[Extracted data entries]

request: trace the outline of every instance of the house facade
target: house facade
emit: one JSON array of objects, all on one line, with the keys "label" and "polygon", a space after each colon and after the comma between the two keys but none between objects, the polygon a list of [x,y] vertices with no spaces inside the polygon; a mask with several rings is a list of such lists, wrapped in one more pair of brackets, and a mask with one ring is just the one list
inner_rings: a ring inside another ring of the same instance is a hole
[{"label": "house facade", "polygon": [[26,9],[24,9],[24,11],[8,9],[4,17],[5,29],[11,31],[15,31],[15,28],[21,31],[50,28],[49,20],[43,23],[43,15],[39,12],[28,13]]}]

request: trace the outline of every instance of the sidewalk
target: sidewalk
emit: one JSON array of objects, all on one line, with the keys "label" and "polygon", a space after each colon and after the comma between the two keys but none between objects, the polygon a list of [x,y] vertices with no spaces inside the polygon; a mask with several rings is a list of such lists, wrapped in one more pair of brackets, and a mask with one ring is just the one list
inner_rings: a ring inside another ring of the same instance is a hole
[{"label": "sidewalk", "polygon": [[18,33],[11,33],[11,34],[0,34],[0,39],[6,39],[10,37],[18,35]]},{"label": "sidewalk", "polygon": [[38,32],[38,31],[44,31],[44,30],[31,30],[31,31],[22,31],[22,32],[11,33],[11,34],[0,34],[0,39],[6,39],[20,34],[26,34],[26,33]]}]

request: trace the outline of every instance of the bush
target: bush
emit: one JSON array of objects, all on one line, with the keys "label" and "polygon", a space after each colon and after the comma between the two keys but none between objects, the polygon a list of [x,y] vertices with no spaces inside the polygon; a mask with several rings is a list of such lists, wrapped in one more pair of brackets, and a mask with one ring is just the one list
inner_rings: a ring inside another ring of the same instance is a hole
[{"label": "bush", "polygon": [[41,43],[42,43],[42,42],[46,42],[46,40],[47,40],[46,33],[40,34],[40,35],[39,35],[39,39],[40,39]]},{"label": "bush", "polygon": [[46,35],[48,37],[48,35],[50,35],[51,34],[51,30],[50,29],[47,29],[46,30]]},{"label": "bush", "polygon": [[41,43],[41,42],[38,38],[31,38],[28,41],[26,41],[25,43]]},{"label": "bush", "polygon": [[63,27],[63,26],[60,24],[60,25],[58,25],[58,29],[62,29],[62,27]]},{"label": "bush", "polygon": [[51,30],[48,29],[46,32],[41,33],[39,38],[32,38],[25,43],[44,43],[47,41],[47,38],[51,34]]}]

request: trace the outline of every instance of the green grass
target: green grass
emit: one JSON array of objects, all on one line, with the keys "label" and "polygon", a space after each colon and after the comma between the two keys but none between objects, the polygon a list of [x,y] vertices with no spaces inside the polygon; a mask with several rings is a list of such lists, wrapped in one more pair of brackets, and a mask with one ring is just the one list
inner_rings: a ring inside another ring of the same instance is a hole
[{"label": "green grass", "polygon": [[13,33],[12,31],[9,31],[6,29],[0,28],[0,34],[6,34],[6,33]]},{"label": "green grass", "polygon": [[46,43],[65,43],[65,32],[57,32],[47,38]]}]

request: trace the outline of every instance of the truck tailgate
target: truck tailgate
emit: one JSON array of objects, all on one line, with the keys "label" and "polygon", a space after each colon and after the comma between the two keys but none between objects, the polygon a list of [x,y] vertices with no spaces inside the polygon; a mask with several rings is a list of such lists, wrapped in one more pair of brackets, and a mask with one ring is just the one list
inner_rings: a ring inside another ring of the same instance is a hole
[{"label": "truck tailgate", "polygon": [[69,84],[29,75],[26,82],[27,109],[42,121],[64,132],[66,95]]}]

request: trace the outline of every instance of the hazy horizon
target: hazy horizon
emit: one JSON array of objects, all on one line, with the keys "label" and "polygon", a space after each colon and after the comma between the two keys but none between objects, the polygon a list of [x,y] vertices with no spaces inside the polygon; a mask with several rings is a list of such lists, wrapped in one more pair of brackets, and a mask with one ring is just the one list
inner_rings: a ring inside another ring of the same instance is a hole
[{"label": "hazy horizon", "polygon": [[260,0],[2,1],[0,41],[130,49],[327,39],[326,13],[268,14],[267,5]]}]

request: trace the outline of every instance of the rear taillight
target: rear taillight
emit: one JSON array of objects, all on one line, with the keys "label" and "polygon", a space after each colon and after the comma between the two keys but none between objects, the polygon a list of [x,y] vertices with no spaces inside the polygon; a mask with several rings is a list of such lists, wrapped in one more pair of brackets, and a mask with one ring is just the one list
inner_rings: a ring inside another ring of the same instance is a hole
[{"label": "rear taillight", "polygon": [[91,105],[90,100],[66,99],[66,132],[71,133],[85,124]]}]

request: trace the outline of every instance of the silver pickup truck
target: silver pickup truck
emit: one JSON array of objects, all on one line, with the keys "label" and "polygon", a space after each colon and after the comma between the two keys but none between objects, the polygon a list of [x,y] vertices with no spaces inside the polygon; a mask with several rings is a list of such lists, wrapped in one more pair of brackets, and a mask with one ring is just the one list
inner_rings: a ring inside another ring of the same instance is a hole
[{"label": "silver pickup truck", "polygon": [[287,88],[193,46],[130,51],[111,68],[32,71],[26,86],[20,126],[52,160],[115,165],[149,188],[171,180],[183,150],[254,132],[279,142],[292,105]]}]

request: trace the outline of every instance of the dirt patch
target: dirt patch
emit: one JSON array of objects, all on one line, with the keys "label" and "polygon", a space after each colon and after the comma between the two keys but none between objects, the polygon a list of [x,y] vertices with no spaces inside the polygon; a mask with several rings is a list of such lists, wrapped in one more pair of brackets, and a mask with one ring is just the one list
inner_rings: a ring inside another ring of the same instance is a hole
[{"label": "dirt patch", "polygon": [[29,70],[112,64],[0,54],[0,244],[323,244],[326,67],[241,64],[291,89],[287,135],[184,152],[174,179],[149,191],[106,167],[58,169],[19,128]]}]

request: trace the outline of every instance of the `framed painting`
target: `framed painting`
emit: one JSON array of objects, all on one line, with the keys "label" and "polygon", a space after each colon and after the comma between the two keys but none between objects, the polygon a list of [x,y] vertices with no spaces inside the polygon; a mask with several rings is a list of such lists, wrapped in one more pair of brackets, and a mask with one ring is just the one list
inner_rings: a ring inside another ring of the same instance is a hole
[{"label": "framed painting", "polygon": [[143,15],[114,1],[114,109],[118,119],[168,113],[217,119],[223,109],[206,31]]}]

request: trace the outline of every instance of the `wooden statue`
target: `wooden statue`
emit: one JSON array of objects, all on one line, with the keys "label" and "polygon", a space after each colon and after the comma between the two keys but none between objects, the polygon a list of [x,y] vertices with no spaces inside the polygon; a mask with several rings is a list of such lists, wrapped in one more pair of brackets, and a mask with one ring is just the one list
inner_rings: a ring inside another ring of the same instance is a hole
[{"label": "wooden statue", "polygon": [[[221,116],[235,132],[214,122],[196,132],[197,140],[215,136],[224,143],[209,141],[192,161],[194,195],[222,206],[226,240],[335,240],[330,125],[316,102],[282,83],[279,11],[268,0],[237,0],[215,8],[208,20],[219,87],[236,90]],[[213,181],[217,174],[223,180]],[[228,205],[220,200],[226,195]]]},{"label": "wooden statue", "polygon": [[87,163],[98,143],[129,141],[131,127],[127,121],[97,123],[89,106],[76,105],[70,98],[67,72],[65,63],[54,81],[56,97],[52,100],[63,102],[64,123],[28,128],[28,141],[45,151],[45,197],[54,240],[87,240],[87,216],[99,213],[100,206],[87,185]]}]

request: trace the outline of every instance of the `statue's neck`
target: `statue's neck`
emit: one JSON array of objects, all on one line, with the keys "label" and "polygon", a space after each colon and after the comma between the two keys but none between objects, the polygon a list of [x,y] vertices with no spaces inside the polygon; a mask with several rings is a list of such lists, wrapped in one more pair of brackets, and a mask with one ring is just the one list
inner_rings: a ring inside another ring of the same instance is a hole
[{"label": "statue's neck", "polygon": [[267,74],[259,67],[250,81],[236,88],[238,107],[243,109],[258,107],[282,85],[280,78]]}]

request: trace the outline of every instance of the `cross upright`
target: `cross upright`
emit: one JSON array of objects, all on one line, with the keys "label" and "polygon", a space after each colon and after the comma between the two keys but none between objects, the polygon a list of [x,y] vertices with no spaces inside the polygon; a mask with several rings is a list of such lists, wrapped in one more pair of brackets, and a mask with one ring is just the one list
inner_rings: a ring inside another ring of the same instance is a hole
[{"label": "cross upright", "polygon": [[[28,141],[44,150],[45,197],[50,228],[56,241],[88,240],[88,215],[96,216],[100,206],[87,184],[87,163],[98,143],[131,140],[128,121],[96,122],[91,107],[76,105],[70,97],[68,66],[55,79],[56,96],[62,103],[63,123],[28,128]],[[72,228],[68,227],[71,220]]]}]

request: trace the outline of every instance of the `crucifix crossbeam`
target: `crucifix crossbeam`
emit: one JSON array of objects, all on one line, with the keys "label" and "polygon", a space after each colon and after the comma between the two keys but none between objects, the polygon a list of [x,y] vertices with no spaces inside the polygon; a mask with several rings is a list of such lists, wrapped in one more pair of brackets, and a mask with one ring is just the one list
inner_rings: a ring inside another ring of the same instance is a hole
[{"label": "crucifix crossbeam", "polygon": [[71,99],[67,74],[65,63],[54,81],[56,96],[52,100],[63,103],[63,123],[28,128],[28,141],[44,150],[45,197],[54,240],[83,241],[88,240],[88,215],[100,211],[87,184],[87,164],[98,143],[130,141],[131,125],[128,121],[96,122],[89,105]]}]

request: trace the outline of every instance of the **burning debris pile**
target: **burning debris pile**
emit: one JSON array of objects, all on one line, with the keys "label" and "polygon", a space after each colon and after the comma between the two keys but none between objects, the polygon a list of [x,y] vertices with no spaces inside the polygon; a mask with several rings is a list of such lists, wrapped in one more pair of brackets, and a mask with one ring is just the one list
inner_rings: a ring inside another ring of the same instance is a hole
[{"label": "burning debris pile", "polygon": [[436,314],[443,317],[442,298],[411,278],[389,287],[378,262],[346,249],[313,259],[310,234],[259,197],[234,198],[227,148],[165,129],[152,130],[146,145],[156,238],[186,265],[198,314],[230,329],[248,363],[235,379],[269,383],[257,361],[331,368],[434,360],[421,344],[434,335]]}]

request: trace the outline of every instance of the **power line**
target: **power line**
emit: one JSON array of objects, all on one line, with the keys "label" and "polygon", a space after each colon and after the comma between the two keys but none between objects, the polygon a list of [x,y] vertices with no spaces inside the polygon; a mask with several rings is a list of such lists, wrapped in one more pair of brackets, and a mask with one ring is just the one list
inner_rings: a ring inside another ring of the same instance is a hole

What is being asked |
Restate word for word the lines from the one holding "request: trace the outline of every instance of the **power" to the end of the listing, both ends included, and nothing more.

Result |
request: trace the outline of every instance of the **power line**
target: **power line**
emit: one JSON array of objects, all on one line, with the keys "label" and "polygon", a space after each colon and after the comma between the two keys but none between objects, the polygon a list of [x,y] vertices with no spaces inside the polygon; a mask with several rings is a list of such lists, wrapped in one more pair of brackets, and a mask with one ring is just the one list
inner_rings: a ring inside another ring of the same instance is a hole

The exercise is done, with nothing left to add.